Can you transcribe the data exactly? Leave the pictures out.

⟨

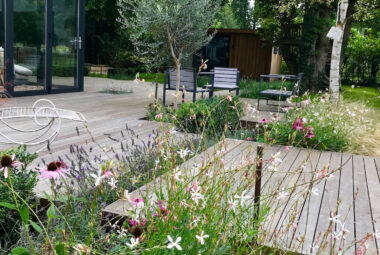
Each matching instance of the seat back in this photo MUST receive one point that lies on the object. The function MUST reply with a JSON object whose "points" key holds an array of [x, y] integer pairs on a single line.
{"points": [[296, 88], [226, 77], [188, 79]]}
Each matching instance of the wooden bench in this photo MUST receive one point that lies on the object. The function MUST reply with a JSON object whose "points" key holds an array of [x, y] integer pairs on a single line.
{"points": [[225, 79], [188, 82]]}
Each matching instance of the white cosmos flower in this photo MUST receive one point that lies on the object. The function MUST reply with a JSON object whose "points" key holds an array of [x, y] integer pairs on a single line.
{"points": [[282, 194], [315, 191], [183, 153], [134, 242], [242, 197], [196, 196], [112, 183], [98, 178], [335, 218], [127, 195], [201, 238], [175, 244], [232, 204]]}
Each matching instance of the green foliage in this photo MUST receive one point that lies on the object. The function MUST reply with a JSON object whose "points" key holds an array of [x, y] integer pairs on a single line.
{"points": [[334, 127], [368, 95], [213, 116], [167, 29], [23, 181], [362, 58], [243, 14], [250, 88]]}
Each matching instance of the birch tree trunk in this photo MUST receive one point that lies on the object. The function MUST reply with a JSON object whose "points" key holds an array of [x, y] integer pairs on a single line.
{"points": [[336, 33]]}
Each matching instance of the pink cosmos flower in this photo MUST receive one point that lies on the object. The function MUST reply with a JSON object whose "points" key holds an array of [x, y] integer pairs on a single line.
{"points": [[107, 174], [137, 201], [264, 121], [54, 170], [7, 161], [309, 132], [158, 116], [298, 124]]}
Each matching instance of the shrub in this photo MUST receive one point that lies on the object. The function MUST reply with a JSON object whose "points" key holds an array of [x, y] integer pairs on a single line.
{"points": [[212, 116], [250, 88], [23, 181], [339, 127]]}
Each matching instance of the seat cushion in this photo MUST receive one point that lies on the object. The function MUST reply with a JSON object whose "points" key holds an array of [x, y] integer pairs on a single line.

⟩

■ Answer in full ■
Each matching instance of the seat back in this photo MUST receive one point that lies on the object. The function MUST reply with a JSON object whose "points" key holds an array of [x, y] integer pairs on a single line.
{"points": [[296, 88], [226, 77], [188, 79]]}
Each matching instance of the wooden bench in this photo MUST receive one point that lies on the object. The function MUST reply with a JSON object whose "points" key holds an array of [x, y] integer pairs on a single line.
{"points": [[225, 79], [188, 82]]}
Each matching instance of the white cosmos flower in this photo MUST receive one point that lies on the object. The function MUST reply with a JSON object whose "points" key holds an array of [x, y] integer pairs on a single line.
{"points": [[282, 194], [315, 191], [183, 153], [134, 242], [242, 197], [196, 196], [112, 183], [98, 178], [335, 218], [127, 195], [201, 238], [175, 244], [232, 204]]}
Each matching instance of the green foliage in this photo MUST receive one point that lies on the object. The function MUST reply with a JSON object whose "points" key holds an array of [x, y] integer pairs on a single line.
{"points": [[334, 127], [368, 95], [213, 116], [167, 29], [23, 181], [362, 58], [243, 14], [250, 88]]}
Each matching instance of the birch tree trunk in this photo MUST receive one point that lies on the object. The function MUST reply with a JSON object whose "points" key holds an array of [x, y] integer pairs on a single line.
{"points": [[336, 33]]}
Each matching instance of the pink cosmos flower in this photo MUST receive one point that lies on the object. The function MUST reply with a JSON object whose "points" key holds an array of [x, y] integer pairs on a single line.
{"points": [[107, 174], [137, 201], [264, 121], [54, 170], [7, 161], [309, 132], [158, 116], [298, 124]]}
Each matching instance of the shrub in this photo MUST receive one point that lies on the object. The function MUST reply with a JSON object whose "points" key holds an array of [x, y] integer pairs on a single line.
{"points": [[212, 116], [250, 88], [23, 181], [339, 127]]}
Each matching instance of the seat cushion in this photo MUST receive one point that lies on the object. The function MUST reply with a JSON object whose "points" key holds an array of [x, y] integer pairs on a single line.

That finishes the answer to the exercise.